▶ [What to do] Write the next part of the article about how cleaner air during the COVID-19 pandemic boosted solar power, beginning after its final sentence.

▶ [Source text]
--------------------

The reduction in driving, flying, and industrial activity due to the COVID-19 pandemic has cleared the air in typically smog-choked cities all over the world, inspiring awe in residents who are seeing more blue skies and starry nights than ever before. While the drop in pollution doesn’t necessarily mean we’re making progress in mitigating climate change, it’s now proving to be a boon for solar energy generation.
Pollution blocks solar radiation, and the fine particles spat out during combustion can settle on the surface of solar panels, reducing their efficiency. Smog-free skies, along with a lucky combination of sunny days and cooler temperatures, which boost panel efficiency, have helped solar panels break records in the U.K., Germany, and Spain this spring. The trend points to the potential for a positive (and hopeful) feedback loop — as polluting energy sources are replaced by solar panels, those solar panels will be able to generate more energy.

--------------------

▶ [Information shown]

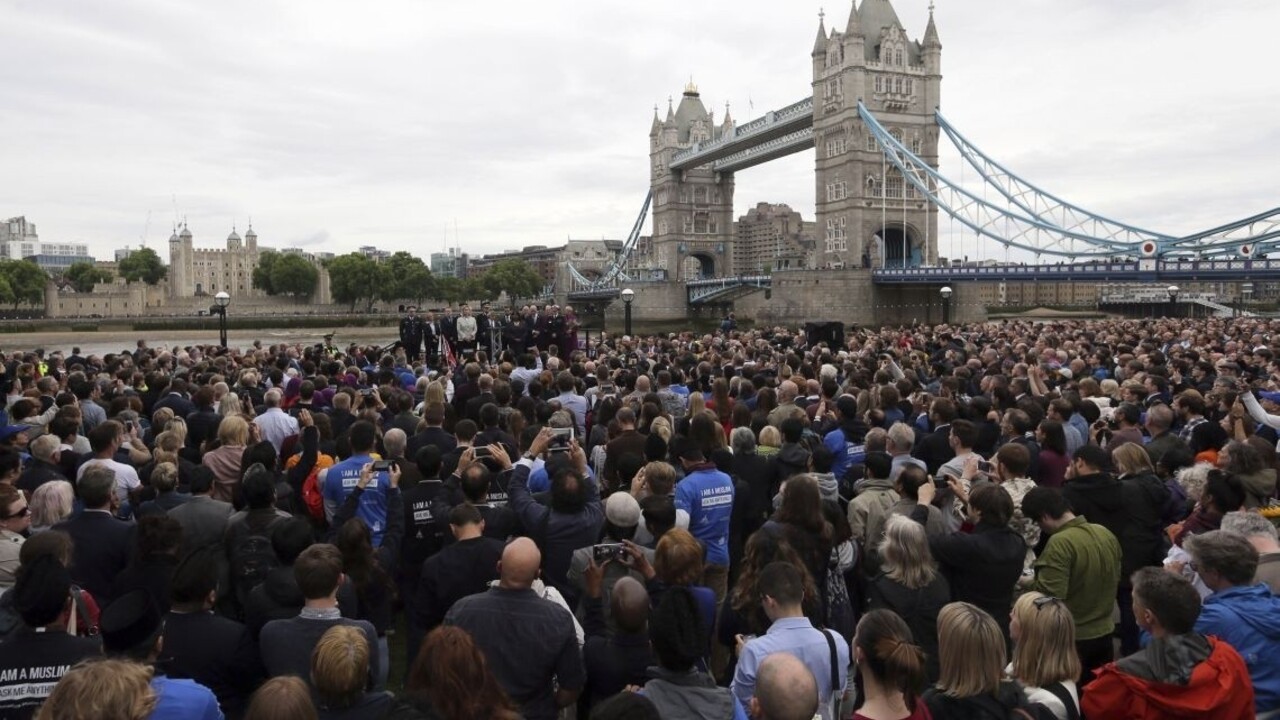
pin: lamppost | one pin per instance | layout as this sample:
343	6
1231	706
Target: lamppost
627	296
220	301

--------------------

▶ [Result below]
In Germany, a record that was set in March was broken again on April 20, when solar generated 40 percent of the country’s electricity, while coal and nuclear power generated just 22 percent. It’s actually not unusual to see solar generation records this time of year, when new panels installed in the winter get their first time to shine in the spring weather. While the added capacity explains some of solar’s grid takeover, the drop in electricity demand right now due to the pandemic has also inflated its proportion in the total mix.
In the U.K., record solar power generation also helped coal plants set a major record, but the opposite kind. The entire U.K. energy system ran with zero coal-fired power plant generation for more than 18 days, the longest streak in more than a century. Britain has just four remaining coal plants, all of which are scheduled to close by 2025.
The COVID-19 pandemic has touched renewable energy in myriad ways, and not all good. In early March, it became clear that the virus was disrupting supply chains and financing, which will delay new solar and wind projects in the U.S. For the first time in decades, we probably won’t see increased growth in U.S. renewable energy capacity this year. But even if growth is slower, a new report from the International Energy Agency released Thursday predicts that renewables will likely be the only energy sector to see any growth in demand this year, and that coal is set for the largest decline in demand since World War II.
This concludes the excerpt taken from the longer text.